[Saved data entries]
::::::

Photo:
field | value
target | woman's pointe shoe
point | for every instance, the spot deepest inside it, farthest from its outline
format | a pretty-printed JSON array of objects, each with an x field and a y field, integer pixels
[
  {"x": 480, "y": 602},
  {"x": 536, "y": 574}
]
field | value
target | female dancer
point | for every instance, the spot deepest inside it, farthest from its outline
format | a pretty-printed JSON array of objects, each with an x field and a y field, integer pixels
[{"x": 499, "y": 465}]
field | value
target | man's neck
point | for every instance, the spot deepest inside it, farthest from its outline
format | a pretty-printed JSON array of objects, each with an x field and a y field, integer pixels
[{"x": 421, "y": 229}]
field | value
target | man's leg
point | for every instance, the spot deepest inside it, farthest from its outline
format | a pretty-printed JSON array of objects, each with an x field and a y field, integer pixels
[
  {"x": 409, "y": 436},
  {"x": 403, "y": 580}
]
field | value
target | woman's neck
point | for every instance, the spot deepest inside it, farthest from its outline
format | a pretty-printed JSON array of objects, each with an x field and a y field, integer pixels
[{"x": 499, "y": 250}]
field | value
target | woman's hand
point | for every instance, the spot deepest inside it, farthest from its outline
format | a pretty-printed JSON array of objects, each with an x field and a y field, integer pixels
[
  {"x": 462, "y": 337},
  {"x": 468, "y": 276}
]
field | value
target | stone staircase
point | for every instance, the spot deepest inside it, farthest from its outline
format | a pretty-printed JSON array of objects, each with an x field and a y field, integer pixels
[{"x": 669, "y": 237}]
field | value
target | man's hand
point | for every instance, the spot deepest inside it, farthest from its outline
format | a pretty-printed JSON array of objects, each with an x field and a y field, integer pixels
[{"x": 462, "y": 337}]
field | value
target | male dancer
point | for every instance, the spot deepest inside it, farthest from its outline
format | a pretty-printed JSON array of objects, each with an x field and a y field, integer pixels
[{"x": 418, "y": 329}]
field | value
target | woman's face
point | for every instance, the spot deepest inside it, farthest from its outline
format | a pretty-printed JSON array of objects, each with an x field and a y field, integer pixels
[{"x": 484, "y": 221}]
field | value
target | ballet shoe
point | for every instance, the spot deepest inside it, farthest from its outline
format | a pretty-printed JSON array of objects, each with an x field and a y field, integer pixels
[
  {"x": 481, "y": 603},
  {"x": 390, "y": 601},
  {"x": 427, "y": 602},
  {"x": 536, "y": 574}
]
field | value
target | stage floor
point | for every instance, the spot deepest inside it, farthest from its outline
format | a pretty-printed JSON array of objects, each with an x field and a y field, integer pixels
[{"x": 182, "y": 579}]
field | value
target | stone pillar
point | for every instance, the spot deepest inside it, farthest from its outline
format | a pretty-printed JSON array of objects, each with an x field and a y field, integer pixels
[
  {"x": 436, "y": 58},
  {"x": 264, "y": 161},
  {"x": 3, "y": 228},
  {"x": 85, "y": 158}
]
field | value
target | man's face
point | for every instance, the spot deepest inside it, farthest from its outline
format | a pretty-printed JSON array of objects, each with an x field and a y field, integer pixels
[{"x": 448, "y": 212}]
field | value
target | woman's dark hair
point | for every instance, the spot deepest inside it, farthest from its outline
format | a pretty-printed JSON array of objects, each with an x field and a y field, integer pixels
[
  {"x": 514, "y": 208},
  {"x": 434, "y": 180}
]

::::::

| Exercise requirements |
Find the word "hand" in the data and show each line that holds it.

| Expected answer |
target | woman's hand
target | man's hand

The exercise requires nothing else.